Task brief ▸
Extract every line of the listing below that contains the string "arched", treating uppercase and lowercase as different.

Records to process ▸
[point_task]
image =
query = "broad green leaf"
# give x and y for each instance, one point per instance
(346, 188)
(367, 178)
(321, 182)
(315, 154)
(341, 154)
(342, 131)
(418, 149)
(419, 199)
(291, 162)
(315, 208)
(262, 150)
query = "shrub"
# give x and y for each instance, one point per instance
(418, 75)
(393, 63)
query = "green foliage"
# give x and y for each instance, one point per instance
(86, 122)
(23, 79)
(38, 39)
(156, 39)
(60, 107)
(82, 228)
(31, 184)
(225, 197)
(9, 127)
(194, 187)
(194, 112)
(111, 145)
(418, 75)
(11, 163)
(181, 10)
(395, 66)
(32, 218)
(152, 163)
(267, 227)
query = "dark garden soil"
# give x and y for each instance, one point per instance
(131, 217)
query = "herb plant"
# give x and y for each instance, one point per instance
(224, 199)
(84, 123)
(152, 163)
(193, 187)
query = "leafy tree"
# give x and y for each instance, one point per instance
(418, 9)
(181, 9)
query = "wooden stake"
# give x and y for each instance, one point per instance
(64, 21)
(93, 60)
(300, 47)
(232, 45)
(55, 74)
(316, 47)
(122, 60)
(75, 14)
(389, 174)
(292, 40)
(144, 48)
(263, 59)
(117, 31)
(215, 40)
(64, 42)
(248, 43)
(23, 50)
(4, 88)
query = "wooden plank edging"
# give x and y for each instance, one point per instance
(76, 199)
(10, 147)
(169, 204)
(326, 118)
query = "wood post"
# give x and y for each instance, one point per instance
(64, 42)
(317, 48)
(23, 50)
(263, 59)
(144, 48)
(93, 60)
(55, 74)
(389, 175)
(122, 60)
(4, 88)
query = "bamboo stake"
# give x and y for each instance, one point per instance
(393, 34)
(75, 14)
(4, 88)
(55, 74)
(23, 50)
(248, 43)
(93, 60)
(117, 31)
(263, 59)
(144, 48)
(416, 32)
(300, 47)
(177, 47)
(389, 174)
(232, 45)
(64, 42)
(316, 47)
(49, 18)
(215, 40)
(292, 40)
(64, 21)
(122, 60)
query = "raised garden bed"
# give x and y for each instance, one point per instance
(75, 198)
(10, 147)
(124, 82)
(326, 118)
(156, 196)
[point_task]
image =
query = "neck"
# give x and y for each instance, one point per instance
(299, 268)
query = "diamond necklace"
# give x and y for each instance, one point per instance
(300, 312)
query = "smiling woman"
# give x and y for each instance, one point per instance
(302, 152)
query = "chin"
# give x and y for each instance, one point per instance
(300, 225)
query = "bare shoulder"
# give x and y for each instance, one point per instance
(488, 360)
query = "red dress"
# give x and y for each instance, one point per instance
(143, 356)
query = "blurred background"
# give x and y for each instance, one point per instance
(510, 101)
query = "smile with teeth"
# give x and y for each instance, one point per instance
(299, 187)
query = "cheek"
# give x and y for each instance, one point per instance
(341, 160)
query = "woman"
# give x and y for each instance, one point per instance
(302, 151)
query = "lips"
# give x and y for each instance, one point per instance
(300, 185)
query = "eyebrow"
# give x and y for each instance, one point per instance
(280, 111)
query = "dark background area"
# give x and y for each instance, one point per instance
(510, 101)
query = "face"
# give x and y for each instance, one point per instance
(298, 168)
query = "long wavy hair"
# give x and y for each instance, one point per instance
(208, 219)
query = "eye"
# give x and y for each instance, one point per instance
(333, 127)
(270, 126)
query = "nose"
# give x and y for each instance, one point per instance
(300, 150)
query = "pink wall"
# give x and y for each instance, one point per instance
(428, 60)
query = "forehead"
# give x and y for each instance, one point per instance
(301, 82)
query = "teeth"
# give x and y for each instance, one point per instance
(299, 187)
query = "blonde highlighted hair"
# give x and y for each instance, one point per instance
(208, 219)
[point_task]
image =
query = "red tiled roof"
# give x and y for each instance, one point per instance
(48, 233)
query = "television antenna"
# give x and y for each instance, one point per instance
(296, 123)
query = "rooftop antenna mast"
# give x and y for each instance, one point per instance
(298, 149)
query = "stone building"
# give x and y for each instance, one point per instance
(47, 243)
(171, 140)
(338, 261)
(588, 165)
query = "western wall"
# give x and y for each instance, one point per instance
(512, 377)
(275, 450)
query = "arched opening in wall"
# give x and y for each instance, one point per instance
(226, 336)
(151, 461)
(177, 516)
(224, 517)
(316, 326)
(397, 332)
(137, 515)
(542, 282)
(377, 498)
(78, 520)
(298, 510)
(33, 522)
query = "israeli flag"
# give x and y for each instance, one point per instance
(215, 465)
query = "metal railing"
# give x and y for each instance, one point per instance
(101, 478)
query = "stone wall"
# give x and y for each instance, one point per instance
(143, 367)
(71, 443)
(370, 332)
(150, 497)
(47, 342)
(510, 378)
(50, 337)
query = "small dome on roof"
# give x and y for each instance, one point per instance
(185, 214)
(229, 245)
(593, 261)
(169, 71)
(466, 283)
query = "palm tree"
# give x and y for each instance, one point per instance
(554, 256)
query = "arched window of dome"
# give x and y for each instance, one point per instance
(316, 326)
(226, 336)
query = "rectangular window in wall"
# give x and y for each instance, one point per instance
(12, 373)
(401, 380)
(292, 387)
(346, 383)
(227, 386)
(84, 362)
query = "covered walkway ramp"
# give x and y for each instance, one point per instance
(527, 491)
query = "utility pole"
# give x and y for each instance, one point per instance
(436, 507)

Finished answer ▸
query = "arched opening in wall"
query = "arched window of dome"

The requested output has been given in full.